▶ _练习题目 A_
请把这篇讲独立汇编语言的文档中的一段重写一遍：从含有“2. 从汇编语言转为字节码应该尽可能的少坑。”的地方开始，到“以进行更多的形式验证及优化。”结束，并把其中的“局部变量”全部改成“本地变量”。
▶ _练习题目 B_
根据这篇讲独立汇编语言的文档，Solidity汇编语言提供了哪些高层级的组件？

▶ _文档_
独立的汇编语言

上面介绍的在Solidity中嵌入的内联汇编语言也可以单独使用。实际上,它是被计划用来作为编译器的一种中间语言。在这个目的下,它尝试达到下述的目标:

  1. 使用它编写的代码要可读,即使代码是从Solidity编译得到的。
  2. 从汇编语言转为字节码应该尽可能的少坑。
  3. 控制流应该容易检测来帮助进行形式验证与优化。

为了达到第一条和最后一条的目标,Solidity汇编语言提供了高层级的组件比如,for循环,switch语句和函数调用。这样的话,可以不直接使用SWAP,DUP,JUMP,JUMPI语句,因为前两个有混淆的数据流,后两个有混淆的控制流。此外,函数形式的语句如mul(add(x, y), 7)比纯的指令码的形式7 y x add num更加可读。

第二个目标是通过引入一个绝对阶段来实现,该阶段只能以非常规则的方式去除较高级别的构造,并且仍允许检查生成的低级汇编代码。Solidity汇编语言提供的非原生的操作是用户定义的标识符的命名查找(函数名,变量名等),这些都遵循简单和常规的作用域规则,会清理栈上的局部变量。

作用域:一个标识符(标签,变量,函数,汇编)在定义的地方,均只有块级作用域(作用域会延伸到,所在块所嵌套的块)。跨函数边界访问局部变量是不合法的,即使可能在作用域内(译者注:这里可能说的是,函数内定义多个函数的情况,JavaScript有这种语法)。不允许shadowing。局部变量不能在定义前被访问,但标签,函数和汇编可以。汇编是非常特殊的块结构可以用来,如,返回运行时的代码,或创建合约。外部定义的汇编变量在子汇编内不可见。

如果控制流来到了块的结束,局部变量数匹配的pop指令会插入到栈底(译者注:移除局部变量,因为局部变量失效了)。无论何时引用局部变量,代码生成器需要知道其当前在堆栈中的相对位置,因此需要跟踪当前所谓的堆栈高度。由于所有的局部变量在块结束时会被移除,因此在进入块之前和之后的栈高应该是不变的,如果不是这样的,将会抛出一个警告。

我们为什么要使用高层级的构造器,比如switchfor和函数。

使用switchfor和函数,可以在不用jumpjumpi的情况下写出来复杂的代码。这会让分析控制流更加容易,也可以进行更多的形式验证及优化。

此外,如果手动使用jumps,计算栈高是非常复杂的。栈内所有的局部变量的位置必须是已知的,否则指向本地变量的引用,或者在块结束时自动删除局部变量都不会正常工作。脱机处理机制正确的在块内不可达的地方插入合适的操作以修正栈高来避免出现jump时非连续的控制流带来的栈高计算不准确的问题。

示例:

我们从一个例子来看一下Solidity到这种中间的脱机汇编结果。我们可以一起来考虑下下述Soldity程序的字节码:

contract C {
  function f(uint x) returns (uint y) {
    y = 1;
    for (uint i = 0; i < x; i++)

▶ _记录数据_
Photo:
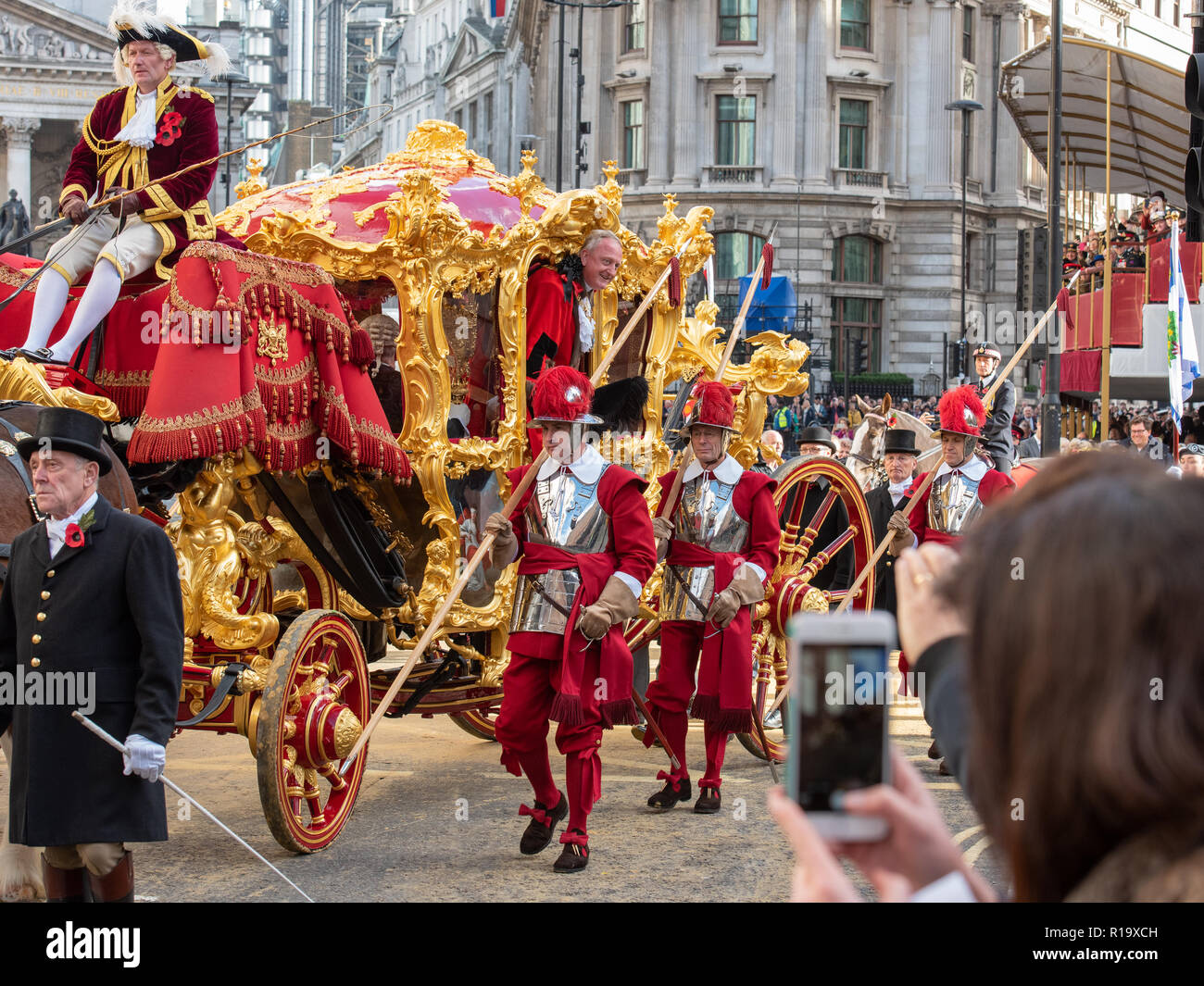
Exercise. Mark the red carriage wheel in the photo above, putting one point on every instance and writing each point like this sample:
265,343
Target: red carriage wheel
311,713
790,590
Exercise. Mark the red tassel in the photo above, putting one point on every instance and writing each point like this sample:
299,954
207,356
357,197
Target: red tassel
767,269
362,352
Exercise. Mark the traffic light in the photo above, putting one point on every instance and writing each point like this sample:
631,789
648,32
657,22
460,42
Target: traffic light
1193,99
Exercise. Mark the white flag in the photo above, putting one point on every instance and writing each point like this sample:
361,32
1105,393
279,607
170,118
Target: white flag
1181,356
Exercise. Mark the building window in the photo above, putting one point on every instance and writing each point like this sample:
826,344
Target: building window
633,133
735,131
856,319
737,22
858,259
855,24
735,255
633,27
854,132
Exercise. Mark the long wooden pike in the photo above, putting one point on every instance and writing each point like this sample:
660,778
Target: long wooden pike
737,328
932,473
488,541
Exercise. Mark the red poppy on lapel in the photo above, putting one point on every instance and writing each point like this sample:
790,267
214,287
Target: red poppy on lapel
169,129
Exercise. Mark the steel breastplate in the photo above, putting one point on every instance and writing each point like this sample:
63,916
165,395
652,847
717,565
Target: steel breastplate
707,518
565,513
954,504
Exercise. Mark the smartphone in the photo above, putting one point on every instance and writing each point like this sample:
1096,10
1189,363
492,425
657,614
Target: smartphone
838,717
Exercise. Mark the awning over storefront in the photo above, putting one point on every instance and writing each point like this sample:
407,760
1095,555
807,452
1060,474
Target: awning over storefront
1148,127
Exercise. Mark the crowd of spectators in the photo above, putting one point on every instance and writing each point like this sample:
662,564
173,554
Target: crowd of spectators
1127,240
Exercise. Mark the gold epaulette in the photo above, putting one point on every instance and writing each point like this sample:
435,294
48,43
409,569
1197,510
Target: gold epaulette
191,89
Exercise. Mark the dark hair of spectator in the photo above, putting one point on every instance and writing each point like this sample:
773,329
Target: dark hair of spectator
1062,710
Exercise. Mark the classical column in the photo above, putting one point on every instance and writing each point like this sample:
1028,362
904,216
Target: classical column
687,105
817,144
783,94
658,123
19,132
946,59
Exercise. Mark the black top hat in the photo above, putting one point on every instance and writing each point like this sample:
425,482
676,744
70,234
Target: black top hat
817,436
899,440
69,430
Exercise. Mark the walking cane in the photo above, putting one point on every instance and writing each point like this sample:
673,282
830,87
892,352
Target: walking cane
94,729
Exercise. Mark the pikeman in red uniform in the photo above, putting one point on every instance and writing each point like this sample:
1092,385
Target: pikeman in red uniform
722,543
964,483
586,549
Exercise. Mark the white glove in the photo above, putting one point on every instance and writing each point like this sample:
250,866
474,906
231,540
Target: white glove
144,757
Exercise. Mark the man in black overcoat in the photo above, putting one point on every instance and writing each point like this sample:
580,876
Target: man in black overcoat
92,590
898,459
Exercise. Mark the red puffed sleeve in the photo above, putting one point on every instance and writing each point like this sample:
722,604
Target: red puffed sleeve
197,143
995,485
754,502
81,177
621,495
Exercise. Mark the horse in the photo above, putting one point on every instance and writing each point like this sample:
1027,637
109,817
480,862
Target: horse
20,870
866,460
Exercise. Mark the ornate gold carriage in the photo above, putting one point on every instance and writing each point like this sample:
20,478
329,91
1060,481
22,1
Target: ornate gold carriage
295,573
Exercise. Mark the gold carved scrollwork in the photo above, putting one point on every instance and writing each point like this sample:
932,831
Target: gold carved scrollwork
211,561
24,381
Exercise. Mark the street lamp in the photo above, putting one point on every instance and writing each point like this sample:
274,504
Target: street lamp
581,77
230,80
966,106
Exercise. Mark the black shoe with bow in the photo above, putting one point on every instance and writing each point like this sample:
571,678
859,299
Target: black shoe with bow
576,855
669,796
709,801
543,825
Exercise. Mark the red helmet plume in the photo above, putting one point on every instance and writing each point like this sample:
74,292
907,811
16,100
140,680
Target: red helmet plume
562,393
713,405
961,412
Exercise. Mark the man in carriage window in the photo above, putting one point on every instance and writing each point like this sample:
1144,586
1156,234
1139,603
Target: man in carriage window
721,540
148,129
586,548
560,304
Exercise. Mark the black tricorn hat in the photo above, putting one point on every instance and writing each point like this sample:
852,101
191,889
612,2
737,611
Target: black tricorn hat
69,430
899,440
817,436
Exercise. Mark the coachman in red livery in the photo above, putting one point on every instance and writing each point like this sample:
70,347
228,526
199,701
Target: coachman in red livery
148,129
722,541
586,549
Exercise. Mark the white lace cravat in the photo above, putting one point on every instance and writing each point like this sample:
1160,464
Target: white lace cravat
584,327
140,131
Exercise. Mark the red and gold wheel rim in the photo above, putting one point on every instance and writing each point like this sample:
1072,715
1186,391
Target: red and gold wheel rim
313,709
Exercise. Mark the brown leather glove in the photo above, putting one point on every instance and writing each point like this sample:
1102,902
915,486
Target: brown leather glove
902,533
505,543
75,208
662,530
615,605
745,589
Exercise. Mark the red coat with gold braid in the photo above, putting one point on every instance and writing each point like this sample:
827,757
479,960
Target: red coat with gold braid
187,132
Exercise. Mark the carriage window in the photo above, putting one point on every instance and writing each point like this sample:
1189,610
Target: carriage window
470,325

▶ _最终答案 A_
2. 从汇编语言转为字节码应该尽可能的少坑。
  3. 控制流应该容易检测来帮助进行形式验证与优化。

为了达到第一条和最后一条的目标,Solidity汇编语言提供了高层级的组件比如,for循环,switch语句和函数调用。这样的话,可以不直接使用SWAP,DUP,JUMP,JUMPI语句,因为前两个有混淆的数据流,后两个有混淆的控制流。此外,函数形式的语句如mul(add(x, y), 7)比纯的指令码的形式7 y x add num更加可读。

第二个目标是通过引入一个绝对阶段来实现,该阶段只能以非常规则的方式去除较高级别的构造,并且仍允许检查生成的低级汇编代码。Solidity汇编语言提供的非原生的操作是用户定义的标识符的命名查找(函数名,变量名等),这些都遵循简单和常规的作用域规则,会清理栈上的本地变量。

作用域:一个标识符(标签,变量,函数,汇编)在定义的地方,均只有块级作用域(作用域会延伸到,所在块所嵌套的块)。跨函数边界访问本地变量是不合法的,即使可能在作用域内(译者注:这里可能说的是,函数内定义多个函数的情况,JavaScript有这种语法)。不允许shadowing。本地变量不能在定义前被访问,但标签,函数和汇编可以。汇编是非常特殊的块结构可以用来,如,返回运行时的代码,或创建合约。外部定义的汇编变量在子汇编内不可见。

如果控制流来到了块的结束,本地变量数匹配的pop指令会插入到栈底(译者注:移除本地变量,因为本地变量失效了)。无论何时引用本地变量,代码生成器需要知道其当前在堆栈中的相对位置,因此需要跟踪当前所谓的堆栈高度。由于所有的本地变量在块结束时会被移除,因此在进入块之前和之后的栈高应该是不变的,如果不是这样的,将会抛出一个警告。

我们为什么要使用高层级的构造器,比如switchfor和函数。

使用switchfor和函数,可以在不用jumpjumpi的情况下写出来复杂的代码。这会让分析控制流更加容易,也可以进行更多的形式验证及优化。

▶ _最终答案 B_
for循环、switch语句和函数调用。